TASK = List each line in the records below that contains the word "roof", treating uppercase and lowercase as different.

SUPPLIED INFORMATION =
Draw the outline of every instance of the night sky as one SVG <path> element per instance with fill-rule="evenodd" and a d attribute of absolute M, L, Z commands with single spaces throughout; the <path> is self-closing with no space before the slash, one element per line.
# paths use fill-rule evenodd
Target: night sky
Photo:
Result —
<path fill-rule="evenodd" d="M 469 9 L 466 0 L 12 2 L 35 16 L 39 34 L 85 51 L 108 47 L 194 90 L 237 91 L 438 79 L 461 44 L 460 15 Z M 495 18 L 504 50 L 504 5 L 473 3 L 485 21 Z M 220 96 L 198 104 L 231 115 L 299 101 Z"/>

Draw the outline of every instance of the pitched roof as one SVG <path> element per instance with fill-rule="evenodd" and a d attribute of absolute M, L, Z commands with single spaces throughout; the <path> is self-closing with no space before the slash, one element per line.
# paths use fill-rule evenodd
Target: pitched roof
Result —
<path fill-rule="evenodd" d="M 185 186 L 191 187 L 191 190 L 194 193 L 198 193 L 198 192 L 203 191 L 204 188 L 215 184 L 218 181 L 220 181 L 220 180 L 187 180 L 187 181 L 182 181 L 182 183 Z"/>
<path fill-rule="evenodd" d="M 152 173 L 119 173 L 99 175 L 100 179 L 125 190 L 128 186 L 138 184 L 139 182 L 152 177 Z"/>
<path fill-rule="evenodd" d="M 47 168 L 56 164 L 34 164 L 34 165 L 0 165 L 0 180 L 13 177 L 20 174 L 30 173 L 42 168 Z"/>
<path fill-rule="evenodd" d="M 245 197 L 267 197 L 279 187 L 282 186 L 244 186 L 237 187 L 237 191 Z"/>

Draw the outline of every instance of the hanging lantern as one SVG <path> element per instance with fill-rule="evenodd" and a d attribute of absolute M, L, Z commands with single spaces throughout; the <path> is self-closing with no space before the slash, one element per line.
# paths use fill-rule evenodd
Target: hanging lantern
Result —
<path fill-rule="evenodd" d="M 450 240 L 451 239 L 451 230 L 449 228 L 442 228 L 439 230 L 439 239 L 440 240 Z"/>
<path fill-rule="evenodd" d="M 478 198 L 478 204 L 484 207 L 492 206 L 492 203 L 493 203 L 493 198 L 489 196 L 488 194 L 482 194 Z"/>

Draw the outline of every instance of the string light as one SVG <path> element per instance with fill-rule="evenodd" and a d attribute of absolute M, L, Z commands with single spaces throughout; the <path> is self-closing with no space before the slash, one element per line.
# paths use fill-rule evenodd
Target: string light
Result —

---

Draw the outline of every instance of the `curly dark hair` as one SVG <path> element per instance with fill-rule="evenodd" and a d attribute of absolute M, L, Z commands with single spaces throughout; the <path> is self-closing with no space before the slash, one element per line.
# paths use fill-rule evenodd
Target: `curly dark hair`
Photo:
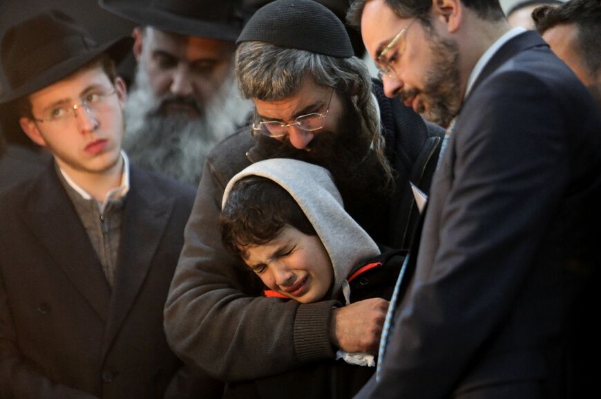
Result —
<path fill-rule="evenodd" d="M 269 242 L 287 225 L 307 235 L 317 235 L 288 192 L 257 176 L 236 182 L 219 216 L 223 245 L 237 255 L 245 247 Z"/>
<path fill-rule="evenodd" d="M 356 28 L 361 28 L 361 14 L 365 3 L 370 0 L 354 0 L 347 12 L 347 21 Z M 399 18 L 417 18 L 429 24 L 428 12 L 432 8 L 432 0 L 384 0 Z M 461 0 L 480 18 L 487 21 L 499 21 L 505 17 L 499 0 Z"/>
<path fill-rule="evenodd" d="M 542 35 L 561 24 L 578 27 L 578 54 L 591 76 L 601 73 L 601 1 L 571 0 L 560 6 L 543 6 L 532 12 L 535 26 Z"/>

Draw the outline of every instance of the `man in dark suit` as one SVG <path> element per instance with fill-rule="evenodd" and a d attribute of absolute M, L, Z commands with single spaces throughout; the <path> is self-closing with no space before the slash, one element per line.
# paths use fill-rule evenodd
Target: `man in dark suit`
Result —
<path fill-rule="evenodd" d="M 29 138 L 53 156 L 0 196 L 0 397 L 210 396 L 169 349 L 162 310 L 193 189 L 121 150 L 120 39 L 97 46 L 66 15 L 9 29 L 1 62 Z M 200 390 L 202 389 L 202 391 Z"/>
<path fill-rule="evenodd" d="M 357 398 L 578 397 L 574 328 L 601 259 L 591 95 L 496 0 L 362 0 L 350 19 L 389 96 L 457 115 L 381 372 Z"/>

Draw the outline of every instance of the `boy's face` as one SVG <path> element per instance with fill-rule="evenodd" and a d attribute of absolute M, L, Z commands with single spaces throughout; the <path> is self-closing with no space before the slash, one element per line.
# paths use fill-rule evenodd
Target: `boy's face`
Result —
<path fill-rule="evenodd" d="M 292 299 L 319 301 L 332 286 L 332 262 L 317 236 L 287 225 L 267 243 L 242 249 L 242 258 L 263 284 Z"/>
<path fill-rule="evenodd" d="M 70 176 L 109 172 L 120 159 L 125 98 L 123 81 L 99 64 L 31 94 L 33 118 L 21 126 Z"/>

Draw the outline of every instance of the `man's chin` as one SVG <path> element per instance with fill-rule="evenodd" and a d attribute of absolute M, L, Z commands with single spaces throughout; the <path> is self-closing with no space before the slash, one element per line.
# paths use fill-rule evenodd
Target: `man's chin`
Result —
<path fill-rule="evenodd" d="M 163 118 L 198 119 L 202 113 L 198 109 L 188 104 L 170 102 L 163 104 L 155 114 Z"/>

EXERCISE RESULT =
Draw the outline of every instance of the pitched roof as one SVG <path> element per instance with fill-rule="evenodd" and a d attribute of absolute M, L, Z commands with single spaces throughout; the <path> is self-closing with no space before the slash, one element per line.
Target: pitched roof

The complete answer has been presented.